● PROBLEM DETAILS: Reproduce the following records word for word, keeping every line unchanged.

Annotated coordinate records
-=-=-
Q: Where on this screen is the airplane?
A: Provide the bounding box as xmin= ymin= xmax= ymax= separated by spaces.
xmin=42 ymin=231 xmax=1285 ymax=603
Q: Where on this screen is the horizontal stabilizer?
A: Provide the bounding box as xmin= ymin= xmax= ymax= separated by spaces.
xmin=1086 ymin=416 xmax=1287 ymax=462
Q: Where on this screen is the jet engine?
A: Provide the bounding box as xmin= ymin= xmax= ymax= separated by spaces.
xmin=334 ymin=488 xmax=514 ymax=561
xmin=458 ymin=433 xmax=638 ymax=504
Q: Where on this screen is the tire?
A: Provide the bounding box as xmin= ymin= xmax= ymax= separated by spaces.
-=-=-
● THE ANSWER:
Q: Where on this screen is the airplane?
A: Provide the bounding box as xmin= ymin= xmax= ymax= separated by spaces.
xmin=42 ymin=231 xmax=1285 ymax=603
Q: Where on this screen is the horizontal stabilizer?
A: Provide the bounding box as xmin= ymin= xmax= ymax= separated by spaces.
xmin=1086 ymin=416 xmax=1287 ymax=462
Q: Where on this screen is the jet engine?
A: Provide the bounding box as xmin= ymin= xmax= ymax= separated by spaces.
xmin=334 ymin=488 xmax=514 ymax=561
xmin=458 ymin=433 xmax=638 ymax=504
Q: Where on this screen is the tire?
A: Provide the bounding box as xmin= ymin= xmax= ymax= separated by spaces.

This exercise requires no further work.